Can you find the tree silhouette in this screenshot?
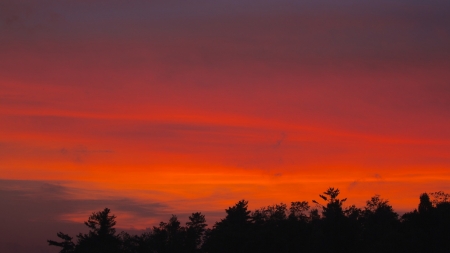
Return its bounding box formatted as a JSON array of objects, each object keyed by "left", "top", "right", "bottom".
[
  {"left": 47, "top": 232, "right": 75, "bottom": 253},
  {"left": 47, "top": 187, "right": 450, "bottom": 253},
  {"left": 75, "top": 208, "right": 121, "bottom": 253}
]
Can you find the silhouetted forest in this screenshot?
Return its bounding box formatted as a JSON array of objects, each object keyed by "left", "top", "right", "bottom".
[{"left": 48, "top": 188, "right": 450, "bottom": 253}]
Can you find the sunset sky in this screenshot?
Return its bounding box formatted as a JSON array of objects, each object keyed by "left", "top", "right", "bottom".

******************************

Copy all of the records above word for word, and leave out the pictures.

> Result of this task:
Can you find the tree silhouette in this screenshot?
Return its bounding box formatted as a JSON array of objects, each object keyed by "left", "top", "right", "bottom".
[
  {"left": 47, "top": 232, "right": 75, "bottom": 253},
  {"left": 47, "top": 187, "right": 450, "bottom": 253},
  {"left": 75, "top": 208, "right": 121, "bottom": 253}
]
Can you find the silhouetted forest in this screenshot?
Return its bounding box formatted as a JSON array of objects, each object keyed by "left", "top", "right", "bottom".
[{"left": 48, "top": 188, "right": 450, "bottom": 253}]
Can you find the sunset sky in this screenshot?
Return its bounding box formatted as a JSON array of objects, each object keyed by "left", "top", "right", "bottom".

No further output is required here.